> **ASSIGNED TASK**:
Output all of the records again, exactly as written.

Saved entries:
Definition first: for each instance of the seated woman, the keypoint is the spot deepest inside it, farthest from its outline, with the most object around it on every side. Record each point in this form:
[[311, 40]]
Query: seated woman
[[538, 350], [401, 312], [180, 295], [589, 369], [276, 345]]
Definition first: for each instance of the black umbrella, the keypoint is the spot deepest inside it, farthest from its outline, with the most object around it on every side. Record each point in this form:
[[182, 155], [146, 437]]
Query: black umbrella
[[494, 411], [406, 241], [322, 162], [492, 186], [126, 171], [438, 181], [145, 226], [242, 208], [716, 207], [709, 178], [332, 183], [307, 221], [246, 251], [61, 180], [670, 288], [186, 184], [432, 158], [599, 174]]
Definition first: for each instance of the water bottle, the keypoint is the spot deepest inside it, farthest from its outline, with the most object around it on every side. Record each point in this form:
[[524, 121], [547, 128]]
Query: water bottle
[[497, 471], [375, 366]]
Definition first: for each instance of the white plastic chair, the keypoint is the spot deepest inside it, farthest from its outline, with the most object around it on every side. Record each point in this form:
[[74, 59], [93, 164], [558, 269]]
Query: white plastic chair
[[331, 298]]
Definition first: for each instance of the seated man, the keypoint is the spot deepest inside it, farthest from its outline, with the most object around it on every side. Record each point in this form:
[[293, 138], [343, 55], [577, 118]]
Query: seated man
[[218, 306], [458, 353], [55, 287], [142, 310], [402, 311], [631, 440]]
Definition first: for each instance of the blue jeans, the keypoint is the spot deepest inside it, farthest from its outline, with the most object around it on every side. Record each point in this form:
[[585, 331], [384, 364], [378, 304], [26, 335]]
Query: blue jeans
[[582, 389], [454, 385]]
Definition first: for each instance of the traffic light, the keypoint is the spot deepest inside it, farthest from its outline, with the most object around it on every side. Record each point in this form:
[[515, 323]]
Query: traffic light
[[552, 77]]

> **OUTPUT BELOW**:
Definition first: for each instance of the seated woman, the keypoint is the spot deepest inside it, farthest from its outline, with the most object around it on every side. Record each point in this form:
[[311, 40]]
Query: seated woman
[[538, 350], [401, 312], [180, 295], [589, 369], [276, 345]]
Definition first: for each instance of the black umbrella, the keypoint is the spot deepest inside it, farthest from its outline, with the most object around it on every side. Record each point in this form:
[[182, 155], [146, 437]]
Query: black umbrella
[[494, 411], [406, 241], [322, 162], [492, 186], [126, 171], [438, 181], [145, 226], [242, 208], [716, 207], [709, 178], [332, 183], [307, 221], [246, 251], [61, 180], [670, 288], [186, 184], [432, 158], [599, 174]]
Definition first: for each instance of the water bottle, the keypoint is the spot deepest inside it, farthest from its outline, with the most object around it on every side. Record each point in this form:
[[524, 121], [547, 128]]
Query: water bottle
[[497, 471], [375, 366]]
Definition first: for each instance of the white plastic chair, the keypoint is the spot deepest inside it, farthest from its outline, with the most object around it on every side. Record each point in this form:
[[74, 59], [93, 164], [558, 269]]
Query: white plastic chair
[[331, 298]]
Definition first: for each instance of the seated man, the keypoint is the spot deepest inside it, farthest from its outline, with the most object around it on every side. Record each point in this form:
[[293, 138], [343, 55], [577, 118]]
Query: seated man
[[218, 306], [458, 353], [55, 287], [142, 310], [402, 311], [631, 440]]
Definition first: for each instance of the blue jeans, the keypoint is the spot deepest inside it, farthest from its outline, with the most object around it on every side. Record each point in this form:
[[585, 331], [384, 364], [378, 304], [26, 335]]
Query: blue jeans
[[582, 389], [454, 385]]
Definition first: for each instance of the traffic light, the keypoint is the spot deepest inside it, farthest from its outline, with the most object around it on every side. Record each point in this form:
[[515, 323]]
Query: traffic light
[[552, 77]]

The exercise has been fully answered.